Bosna’da yeni bir savaş çıkar mı?
23 Mayıs’ta BM Genel Kurulu’nda 11 Temmuz'un “Srebrenitsa Soykırımı Anma Günü” olmasına ilişkin karar tasarısı oylanacak. Sırp siyasetçiler ise kararın yeni bir savaşın nedeni olacağını ima ediyorlar.
Hemen hemen her sene Bahar aylarıyla birlikte tomurcuklanan ve Yaz’ın gelmesiyle çiçek gibi açan geleneksel “Bosna’da yine savaş çıkacak” lafazanlığı yine gündemin orta yerinde. İçi boş milliyetçi hamaset dışında sunabileceği başka hiç bir şeyi olmayan Bosnalı Sırp lider Milorad Dodik’in her ne hikmetse dilinden “savaş” sözcüğü çıkmayagörsün, kimsenin ciddiye almadığı bu zat birden değere biniyor!
Yarın (23 Mayıs 2024) BM Genel Kurulu’nda oylanacak karar tasarısı ile birlikte Srebrenitsa'daki soykırımın sorumluları da dahil olmak üzere savaş suçları, insanlığa karşı suçlar ve soykırımdan hüküm giymiş olanları yücelten eylemler kınanacak.
İlk olarak 27 Nisan’da yapılması gereken oylama, taslak metnin çıkmamasından dolayı önce 2 Mayıs’a, sonra da 23 Mayıs’a ertelendi. Taslak metin Almanya ve Ruanda tarafından hazırlanırken Karadağ da soykırım sorumlularının Sırplar olmadığını, kişisel suç olduğunu açıklayan değişiklikleri sundu.
Taslak metin 17 Mayıs’ta yayınlandı ve Karadağ’ın talebiyle bu değişiklikler eklendi. Yani ortada bir “soykırım” var ama kimin yaptığı meçhul. Sadece birkaç kriminalin işi, herhangi bir etnik, dinî ya da başka bir gurubun ya da topluluğun suçu değil!
Lahey Uluslararası Adalet Divan 2007 yılında Bosna’da yapılan katliamlarda sadece Srebrenitsa’dakini soykırım olarak kabul etmişti ve yarın oylanacak olan karar tasarısı ise 2007’deki karara dayanarak oluşturulan bir metin.

_Veri Kesitleri_.

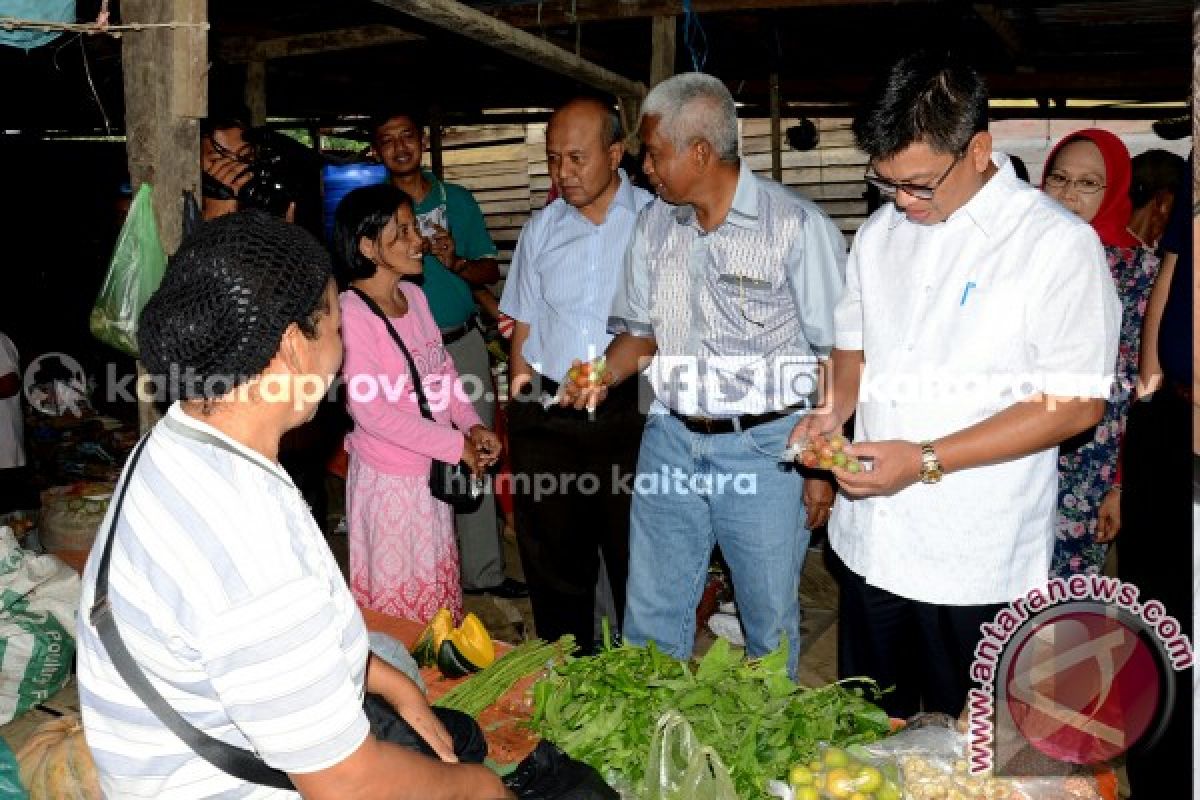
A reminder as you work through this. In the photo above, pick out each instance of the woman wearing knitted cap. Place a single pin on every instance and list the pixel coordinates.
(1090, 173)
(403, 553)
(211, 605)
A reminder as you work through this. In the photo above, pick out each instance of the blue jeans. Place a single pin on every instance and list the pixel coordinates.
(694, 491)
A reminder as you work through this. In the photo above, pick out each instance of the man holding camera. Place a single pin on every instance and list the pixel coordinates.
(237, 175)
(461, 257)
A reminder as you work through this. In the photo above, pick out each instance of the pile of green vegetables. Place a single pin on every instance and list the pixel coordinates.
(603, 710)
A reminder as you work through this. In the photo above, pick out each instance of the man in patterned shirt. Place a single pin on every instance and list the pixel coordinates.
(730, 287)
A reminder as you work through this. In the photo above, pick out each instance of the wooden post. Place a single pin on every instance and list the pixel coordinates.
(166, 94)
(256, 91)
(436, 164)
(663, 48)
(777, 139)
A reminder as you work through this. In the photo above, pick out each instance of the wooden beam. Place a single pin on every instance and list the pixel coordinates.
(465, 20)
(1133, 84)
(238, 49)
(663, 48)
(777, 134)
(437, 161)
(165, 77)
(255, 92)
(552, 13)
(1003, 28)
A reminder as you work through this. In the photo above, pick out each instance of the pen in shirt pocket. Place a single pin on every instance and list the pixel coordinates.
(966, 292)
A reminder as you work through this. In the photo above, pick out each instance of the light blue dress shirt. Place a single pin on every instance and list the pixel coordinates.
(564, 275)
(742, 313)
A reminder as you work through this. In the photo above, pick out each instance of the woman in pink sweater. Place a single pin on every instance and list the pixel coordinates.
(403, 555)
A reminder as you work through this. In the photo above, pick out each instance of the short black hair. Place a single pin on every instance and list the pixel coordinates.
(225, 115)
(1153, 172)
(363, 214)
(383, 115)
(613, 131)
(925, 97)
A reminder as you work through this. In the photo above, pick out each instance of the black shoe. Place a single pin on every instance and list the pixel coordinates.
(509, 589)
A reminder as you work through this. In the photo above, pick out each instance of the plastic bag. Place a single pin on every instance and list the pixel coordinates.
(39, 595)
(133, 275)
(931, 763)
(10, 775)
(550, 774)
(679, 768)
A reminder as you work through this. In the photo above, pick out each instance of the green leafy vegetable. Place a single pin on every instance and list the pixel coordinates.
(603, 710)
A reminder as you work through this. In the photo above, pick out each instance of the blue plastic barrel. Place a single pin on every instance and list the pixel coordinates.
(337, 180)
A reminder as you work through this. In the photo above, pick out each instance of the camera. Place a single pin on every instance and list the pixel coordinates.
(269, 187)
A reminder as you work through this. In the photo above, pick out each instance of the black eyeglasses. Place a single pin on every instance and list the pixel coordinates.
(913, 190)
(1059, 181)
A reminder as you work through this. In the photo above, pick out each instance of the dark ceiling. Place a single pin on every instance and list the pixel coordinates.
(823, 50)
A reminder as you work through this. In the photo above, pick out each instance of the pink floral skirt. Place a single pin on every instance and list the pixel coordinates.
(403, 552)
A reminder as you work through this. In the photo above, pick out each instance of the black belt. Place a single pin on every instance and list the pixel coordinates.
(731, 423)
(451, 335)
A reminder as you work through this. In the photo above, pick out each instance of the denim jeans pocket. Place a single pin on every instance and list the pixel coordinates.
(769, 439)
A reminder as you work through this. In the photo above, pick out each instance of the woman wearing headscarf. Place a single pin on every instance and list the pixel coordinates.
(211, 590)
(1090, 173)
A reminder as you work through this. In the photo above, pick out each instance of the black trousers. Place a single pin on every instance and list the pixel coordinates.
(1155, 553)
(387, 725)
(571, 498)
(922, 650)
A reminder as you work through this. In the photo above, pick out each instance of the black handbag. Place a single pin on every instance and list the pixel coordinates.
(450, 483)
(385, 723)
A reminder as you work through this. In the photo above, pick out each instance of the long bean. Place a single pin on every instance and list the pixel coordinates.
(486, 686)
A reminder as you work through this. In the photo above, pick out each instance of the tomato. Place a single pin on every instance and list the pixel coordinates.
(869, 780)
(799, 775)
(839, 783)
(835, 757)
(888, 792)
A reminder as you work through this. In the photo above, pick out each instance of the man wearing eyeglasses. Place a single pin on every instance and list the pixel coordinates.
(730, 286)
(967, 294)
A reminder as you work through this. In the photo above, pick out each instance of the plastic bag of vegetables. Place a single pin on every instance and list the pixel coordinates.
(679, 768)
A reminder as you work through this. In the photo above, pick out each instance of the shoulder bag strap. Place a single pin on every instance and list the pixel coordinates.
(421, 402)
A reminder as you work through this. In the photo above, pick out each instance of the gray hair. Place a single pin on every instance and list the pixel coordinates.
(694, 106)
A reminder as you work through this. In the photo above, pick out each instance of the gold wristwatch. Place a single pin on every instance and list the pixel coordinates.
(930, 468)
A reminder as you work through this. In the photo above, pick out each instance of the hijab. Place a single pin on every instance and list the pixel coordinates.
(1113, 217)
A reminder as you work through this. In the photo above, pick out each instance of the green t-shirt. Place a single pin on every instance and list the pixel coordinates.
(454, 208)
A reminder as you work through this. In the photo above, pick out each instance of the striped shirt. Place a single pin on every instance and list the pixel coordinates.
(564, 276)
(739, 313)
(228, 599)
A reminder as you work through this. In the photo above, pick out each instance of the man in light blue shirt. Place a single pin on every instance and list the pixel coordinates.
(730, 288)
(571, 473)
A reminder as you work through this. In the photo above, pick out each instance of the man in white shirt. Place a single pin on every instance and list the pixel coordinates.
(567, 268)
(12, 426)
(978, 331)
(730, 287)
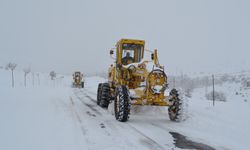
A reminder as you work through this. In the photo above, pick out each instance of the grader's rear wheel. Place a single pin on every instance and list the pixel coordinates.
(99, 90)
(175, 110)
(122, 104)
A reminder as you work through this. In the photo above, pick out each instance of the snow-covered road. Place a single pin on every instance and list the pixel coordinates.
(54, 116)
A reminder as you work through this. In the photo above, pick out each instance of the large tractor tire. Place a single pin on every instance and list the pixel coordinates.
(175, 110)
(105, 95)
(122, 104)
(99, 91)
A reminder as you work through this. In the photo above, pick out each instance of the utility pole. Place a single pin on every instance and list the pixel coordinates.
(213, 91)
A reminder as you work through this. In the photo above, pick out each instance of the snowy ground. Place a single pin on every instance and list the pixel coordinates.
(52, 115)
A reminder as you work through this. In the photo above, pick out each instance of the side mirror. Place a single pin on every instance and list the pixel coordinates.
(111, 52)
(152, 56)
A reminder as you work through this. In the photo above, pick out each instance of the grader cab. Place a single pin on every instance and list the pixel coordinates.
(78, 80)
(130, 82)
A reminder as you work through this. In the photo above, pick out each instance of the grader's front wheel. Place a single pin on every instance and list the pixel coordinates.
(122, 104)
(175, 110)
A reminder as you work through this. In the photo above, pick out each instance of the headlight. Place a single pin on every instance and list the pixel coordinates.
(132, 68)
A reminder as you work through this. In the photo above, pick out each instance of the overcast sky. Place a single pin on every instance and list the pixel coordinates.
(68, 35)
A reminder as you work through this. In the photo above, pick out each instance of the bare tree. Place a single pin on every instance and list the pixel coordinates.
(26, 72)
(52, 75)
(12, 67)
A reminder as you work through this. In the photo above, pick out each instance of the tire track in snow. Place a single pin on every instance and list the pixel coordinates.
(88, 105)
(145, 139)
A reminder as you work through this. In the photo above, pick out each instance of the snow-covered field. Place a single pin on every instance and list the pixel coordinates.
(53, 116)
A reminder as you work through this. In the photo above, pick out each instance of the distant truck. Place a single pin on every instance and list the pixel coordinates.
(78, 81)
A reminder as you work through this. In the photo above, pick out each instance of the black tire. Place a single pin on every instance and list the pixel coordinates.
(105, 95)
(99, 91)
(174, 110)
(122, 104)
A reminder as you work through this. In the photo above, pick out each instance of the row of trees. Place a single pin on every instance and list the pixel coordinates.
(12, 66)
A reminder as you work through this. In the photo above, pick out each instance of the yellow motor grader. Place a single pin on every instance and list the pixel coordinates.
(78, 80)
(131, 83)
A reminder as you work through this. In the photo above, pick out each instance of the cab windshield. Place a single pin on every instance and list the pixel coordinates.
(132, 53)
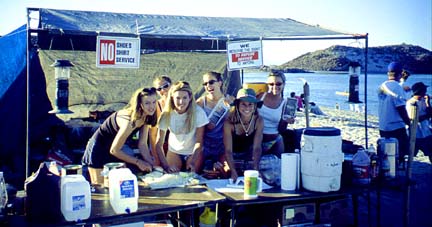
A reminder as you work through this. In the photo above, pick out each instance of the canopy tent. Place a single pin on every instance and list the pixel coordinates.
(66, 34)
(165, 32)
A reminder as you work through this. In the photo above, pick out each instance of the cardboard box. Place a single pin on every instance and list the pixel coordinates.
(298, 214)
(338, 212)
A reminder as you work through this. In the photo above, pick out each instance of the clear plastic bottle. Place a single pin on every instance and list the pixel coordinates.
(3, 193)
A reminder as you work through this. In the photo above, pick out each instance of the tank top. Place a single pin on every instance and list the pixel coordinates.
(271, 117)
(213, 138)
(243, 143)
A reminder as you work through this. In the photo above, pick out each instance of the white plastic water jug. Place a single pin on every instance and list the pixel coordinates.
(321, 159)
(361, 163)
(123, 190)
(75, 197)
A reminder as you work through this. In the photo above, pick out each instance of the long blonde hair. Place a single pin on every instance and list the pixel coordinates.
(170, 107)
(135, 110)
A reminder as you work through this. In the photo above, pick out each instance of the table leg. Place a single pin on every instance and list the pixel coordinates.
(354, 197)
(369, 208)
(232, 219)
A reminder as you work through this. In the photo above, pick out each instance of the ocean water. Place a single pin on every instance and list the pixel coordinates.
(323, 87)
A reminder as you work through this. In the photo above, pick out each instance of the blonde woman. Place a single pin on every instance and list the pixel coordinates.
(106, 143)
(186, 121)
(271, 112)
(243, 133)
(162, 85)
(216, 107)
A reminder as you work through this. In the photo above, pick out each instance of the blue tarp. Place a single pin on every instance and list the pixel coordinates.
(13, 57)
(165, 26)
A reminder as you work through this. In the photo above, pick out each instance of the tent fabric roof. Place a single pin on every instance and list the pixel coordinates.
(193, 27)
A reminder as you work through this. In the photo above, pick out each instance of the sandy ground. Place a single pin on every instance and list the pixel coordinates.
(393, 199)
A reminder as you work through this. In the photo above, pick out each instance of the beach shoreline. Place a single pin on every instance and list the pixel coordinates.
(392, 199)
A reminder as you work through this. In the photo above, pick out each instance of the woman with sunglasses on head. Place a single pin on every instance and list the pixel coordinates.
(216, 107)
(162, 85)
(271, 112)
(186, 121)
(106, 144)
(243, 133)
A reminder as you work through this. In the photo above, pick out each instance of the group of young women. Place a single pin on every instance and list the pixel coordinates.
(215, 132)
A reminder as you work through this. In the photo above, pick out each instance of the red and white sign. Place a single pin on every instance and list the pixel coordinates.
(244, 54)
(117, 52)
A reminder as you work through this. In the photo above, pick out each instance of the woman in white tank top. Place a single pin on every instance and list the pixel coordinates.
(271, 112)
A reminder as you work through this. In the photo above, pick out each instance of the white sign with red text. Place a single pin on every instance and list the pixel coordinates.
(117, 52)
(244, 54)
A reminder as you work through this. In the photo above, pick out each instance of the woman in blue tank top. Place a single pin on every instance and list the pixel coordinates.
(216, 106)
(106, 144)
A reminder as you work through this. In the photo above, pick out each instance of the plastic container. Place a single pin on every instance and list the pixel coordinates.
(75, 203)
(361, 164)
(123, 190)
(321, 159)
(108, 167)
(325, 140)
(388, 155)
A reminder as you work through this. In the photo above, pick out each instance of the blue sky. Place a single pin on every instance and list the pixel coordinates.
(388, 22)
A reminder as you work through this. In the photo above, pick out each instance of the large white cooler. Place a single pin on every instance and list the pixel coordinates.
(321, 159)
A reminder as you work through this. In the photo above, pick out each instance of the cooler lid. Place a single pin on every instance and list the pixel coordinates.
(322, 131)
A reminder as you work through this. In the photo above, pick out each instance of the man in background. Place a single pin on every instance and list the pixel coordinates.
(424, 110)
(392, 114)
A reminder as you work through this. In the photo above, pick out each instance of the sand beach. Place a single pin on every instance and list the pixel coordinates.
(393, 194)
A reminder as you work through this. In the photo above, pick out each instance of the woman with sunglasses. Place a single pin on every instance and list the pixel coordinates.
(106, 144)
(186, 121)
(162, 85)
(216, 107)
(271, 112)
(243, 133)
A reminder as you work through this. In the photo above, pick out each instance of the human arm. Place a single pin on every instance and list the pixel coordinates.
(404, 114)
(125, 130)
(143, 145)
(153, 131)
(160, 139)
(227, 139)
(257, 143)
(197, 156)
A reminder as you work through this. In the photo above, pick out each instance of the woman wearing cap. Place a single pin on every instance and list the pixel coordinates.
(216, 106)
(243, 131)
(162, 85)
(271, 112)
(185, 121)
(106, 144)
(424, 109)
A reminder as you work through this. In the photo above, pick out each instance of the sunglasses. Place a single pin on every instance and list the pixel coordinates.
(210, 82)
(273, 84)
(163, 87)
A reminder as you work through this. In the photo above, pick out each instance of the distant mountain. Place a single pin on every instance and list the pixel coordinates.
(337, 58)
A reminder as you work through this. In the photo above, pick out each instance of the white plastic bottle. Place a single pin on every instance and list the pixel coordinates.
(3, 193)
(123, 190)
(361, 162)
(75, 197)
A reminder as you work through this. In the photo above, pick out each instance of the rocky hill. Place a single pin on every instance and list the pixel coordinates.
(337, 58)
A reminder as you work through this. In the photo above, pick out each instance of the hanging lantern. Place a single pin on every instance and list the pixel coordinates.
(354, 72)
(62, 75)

_Yapılacak İşler_.
• 1. Srebrenitsa yazısına göre karar tasarısının taslak metnini hangi ülkeler hazırladı?
• 2. Srebrenitsa yazısının "İlk olarak 27" sözleriyle başlayıp "topluluğun suçu değil!" sözlerine kadar uzanan kısmını olduğu gibi yazdır.
• 3. Srebrenitsa yazısını son cümlesinden sonra devam ettir.

_Çözülmüş Görevler_.
• 1. Almanya ve Ruanda.

• 2.
İlk olarak 27 Nisan’da yapılması gereken oylama, taslak metnin çıkmamasından dolayı önce 2 Mayıs’a, sonra da 23 Mayıs’a ertelendi. Taslak metin Almanya ve Ruanda tarafından hazırlanırken Karadağ da soykırım sorumlularının Sırplar olmadığını, kişisel suç olduğunu açıklayan değişiklikleri sundu.
Taslak metin 17 Mayıs’ta yayınlandı ve Karadağ’ın talebiyle bu değişiklikler eklendi. Yani ortada bir “soykırım” var ama kimin yaptığı meçhul. Sadece birkaç kriminalin işi, herhangi bir etnik, dinî ya da başka bir gurubun ya da topluluğun suçu değil!

• 3.
Halihazırda ne Sırbistan, ne de Bosna Sırp Cumhuriyeti (RS: Republika Srpska) soykırımı tanımıyorlar ve işlenen insanlık suçunun münferit olduğunu ve hatta katledilen insan sayısının da “abartıldığını” savunuyorlar. Milorad Dodik 18 Nisan’da RS başkenti Banja Luka’da karar tasarısının protesto edildiği mitingde VRS’nin (Armija Republike Srpske: Srpska Cumhuriyeti Ordusu) 1995 yılında Srebrenitsa’daki harekatın “suç unsuru taşıyan bir hata” olduğunu kabul etmekle birlikte, soykırımı kesinlikle reddettiğini yineledi. Soykırımla ilgili genel görüş bizim de çok aşina olduğumuz “Soykırım yapmadık, vatan savunduk” minvalinde bir duruş.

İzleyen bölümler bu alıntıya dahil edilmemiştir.